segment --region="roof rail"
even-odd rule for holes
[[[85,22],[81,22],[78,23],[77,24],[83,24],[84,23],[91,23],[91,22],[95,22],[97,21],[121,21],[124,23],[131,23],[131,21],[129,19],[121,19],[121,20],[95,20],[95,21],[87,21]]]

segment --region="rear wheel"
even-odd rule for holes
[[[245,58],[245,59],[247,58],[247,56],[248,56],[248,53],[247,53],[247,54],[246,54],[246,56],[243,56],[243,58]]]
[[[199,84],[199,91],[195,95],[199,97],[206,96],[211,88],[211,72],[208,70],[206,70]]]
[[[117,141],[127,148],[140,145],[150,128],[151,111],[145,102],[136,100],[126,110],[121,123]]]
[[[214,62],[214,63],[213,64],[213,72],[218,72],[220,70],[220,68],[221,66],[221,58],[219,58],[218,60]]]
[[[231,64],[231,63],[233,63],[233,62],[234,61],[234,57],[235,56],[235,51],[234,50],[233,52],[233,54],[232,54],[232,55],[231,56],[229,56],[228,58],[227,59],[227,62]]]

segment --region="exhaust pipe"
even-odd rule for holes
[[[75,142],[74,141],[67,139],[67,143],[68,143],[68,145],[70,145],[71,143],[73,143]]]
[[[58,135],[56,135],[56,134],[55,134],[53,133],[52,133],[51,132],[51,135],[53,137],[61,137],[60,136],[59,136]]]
-*-*-
- _What to work on_
Please put the data above into a numbered list, one line per item, and leave out the blank lines.

- _The reply_
1. segment --region="roof rail"
2. even-odd rule for holes
3. [[[85,22],[81,22],[78,23],[77,24],[83,24],[84,23],[91,23],[91,22],[95,22],[97,21],[121,21],[124,23],[131,23],[131,21],[129,19],[121,19],[121,20],[95,20],[95,21],[87,21]]]
4. segment --region="rear wheel"
5. even-odd rule for holes
6. [[[245,58],[245,59],[247,58],[247,56],[248,56],[248,53],[247,53],[247,54],[246,54],[246,56],[243,56],[243,58]]]
7. [[[199,84],[199,91],[195,95],[199,97],[206,96],[211,88],[211,72],[208,70],[206,70]]]
8. [[[117,141],[127,148],[140,145],[150,128],[151,111],[145,102],[136,100],[126,110],[121,123]]]
9. [[[214,62],[214,63],[213,64],[213,72],[218,72],[220,70],[220,68],[221,66],[221,58],[219,58],[218,60]]]
10. [[[231,64],[231,63],[233,63],[233,62],[234,61],[234,57],[235,56],[235,51],[234,50],[233,52],[233,54],[232,54],[232,55],[231,56],[229,56],[228,58],[227,59],[227,62]]]
11. segment --region="exhaust pipe"
12. even-odd rule for holes
13. [[[75,142],[74,141],[67,139],[67,143],[68,143],[68,145],[70,145],[71,143],[73,143]]]
14. [[[58,135],[56,135],[56,134],[55,134],[53,133],[52,133],[51,132],[51,135],[53,137],[61,137],[60,136],[59,136]]]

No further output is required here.